- **TASK BRIEF**
Copy the op-ed below from "In the deluge" through "to be original.)", writing "publication" wherever "newspaper" appears.

In the deluge of stories that have unfolded from the #metoo campaign, it’s both comforting and deeply disturbing to know that apparently, it’s not just #metoo but #WEtoo. (When I first penned this Op-Ed in early October, for a major US newspaper, I searched the #Wetoo hashtag and didn’t find it used in this context. Hence, right or wrong, I believed my graphic here, created that week, to be original.)
While these two fairly mild accounts of mine span bad behavior on our West and East Coasts, we’re seeing that the nature of sexual abuse and the muffling or silencing of victims is not local but systemic. I was initially so angry I decided to name both men in the title of this piece. I was assured, too, that’s how it would get read—garner the most clicks to go perhaps viral so it could do the most good. But minutes from pressing send on my final draft for the paper, a proud but concerned family member called…
“You sure you’re willing to lose everything just to publish this piece?” My heart pounded out of my chest as he reminded me in slow, grave tones that one of the men I was outing had successfully sued a friend of a friend of ours—a young woman who’d accused him of wrongdoing several years ago—for MILLIONS of dollars. And the loss of money was but a fraction of the harassment she endured.
The words of this loyal man I trusted echoed in my mind for days. Was it worth it? Was I willing to lose it all? To face the mogul’s enormous wrath and wealth? Would it come to that? My son immediately came to mind; the years of heartache he’d seen me endure from several tumultuous relationships. How would his healing continue if worried once again about Mom? “Boys are honor bound to protect their mothers,” a therapist once told me. I couldn’t put him back in that position. We’re responsible for each other. My potential loss would become his.

- **EXTRACTED DATA**
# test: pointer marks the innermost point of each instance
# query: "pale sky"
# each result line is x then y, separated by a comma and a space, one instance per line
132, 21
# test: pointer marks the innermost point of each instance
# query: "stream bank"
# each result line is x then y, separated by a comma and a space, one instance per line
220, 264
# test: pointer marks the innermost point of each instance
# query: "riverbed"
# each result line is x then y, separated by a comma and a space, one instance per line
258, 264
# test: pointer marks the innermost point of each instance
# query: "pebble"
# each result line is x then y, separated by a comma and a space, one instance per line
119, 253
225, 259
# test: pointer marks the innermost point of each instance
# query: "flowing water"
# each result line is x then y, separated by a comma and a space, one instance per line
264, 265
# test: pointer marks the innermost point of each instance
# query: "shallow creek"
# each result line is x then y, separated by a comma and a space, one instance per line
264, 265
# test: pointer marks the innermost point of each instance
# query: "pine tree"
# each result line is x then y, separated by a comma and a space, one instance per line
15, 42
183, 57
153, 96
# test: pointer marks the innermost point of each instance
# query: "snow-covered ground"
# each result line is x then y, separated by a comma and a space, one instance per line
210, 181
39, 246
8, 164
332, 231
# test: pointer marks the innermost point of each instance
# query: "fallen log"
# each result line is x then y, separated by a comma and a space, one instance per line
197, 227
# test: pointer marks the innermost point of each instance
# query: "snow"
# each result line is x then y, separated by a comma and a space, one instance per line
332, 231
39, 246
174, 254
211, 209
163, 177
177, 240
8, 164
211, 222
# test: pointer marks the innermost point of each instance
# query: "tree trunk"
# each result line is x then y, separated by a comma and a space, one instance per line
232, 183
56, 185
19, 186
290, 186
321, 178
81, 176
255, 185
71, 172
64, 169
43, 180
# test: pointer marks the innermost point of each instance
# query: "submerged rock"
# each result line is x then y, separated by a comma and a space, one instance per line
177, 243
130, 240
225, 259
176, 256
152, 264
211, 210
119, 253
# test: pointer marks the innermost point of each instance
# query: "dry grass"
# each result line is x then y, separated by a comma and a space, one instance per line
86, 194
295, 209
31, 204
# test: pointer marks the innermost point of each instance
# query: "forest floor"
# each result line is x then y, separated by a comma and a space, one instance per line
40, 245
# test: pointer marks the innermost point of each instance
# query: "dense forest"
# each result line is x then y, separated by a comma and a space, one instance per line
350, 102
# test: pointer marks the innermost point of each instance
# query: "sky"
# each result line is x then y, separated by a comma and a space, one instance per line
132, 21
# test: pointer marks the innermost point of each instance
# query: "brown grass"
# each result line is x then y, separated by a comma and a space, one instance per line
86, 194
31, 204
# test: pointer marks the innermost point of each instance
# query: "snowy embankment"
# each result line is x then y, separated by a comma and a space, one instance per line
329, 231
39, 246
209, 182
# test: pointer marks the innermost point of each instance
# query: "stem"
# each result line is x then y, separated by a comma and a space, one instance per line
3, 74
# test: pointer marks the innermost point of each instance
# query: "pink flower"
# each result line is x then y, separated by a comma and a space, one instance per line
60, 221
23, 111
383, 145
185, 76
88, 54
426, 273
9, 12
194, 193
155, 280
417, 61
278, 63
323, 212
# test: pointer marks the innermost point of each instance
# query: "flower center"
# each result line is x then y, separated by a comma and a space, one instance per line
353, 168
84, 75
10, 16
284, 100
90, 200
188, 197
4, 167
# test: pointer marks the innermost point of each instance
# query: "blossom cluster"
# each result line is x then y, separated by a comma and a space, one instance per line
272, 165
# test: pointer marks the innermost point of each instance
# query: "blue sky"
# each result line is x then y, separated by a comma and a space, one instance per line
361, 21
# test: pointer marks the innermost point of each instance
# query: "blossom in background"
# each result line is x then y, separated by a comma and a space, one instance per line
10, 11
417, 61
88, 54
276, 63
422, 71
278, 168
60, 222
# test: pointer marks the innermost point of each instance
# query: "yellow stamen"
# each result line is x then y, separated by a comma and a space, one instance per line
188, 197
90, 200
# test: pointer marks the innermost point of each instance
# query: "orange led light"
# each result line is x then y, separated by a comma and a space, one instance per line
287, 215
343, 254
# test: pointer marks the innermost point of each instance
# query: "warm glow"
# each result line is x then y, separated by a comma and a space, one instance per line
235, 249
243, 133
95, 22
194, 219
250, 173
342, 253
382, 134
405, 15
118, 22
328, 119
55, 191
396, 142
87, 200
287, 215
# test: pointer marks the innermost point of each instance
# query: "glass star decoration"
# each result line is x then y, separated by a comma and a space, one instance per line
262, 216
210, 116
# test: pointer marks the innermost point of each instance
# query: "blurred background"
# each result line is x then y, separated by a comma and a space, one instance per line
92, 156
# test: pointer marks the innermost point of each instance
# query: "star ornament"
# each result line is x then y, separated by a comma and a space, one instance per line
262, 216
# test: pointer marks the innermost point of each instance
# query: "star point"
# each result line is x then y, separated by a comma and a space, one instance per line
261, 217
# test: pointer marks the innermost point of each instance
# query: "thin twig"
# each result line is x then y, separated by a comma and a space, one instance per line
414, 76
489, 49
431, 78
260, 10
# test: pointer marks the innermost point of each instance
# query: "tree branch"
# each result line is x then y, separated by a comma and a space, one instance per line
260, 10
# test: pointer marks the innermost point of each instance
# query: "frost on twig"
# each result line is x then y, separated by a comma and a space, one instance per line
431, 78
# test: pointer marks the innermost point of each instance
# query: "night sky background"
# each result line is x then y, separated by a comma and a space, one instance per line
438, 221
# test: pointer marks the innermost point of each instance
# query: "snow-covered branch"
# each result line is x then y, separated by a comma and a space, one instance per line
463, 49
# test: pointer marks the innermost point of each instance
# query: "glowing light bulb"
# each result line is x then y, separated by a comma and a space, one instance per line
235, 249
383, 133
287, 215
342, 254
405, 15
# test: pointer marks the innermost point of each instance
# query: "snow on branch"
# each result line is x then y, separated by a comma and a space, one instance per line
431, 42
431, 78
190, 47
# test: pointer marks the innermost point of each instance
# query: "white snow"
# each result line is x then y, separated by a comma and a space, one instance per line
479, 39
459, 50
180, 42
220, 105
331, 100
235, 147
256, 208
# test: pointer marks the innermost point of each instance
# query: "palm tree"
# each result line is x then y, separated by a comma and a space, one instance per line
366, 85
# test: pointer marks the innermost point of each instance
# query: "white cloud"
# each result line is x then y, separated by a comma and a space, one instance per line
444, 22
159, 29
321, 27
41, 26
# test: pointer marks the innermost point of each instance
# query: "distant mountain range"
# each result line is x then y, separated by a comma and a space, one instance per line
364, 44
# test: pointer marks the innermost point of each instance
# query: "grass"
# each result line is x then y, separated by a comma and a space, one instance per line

- **ANSWER SECTION**
In the deluge of stories that have unfolded from the #metoo campaign, it’s both comforting and deeply disturbing to know that apparently, it’s not just #metoo but #WEtoo. (When I first penned this Op-Ed in early October, for a major US publication, I searched the #Wetoo hashtag and didn’t find it used in this context. Hence, right or wrong, I believed my graphic here, created that week, to be original.)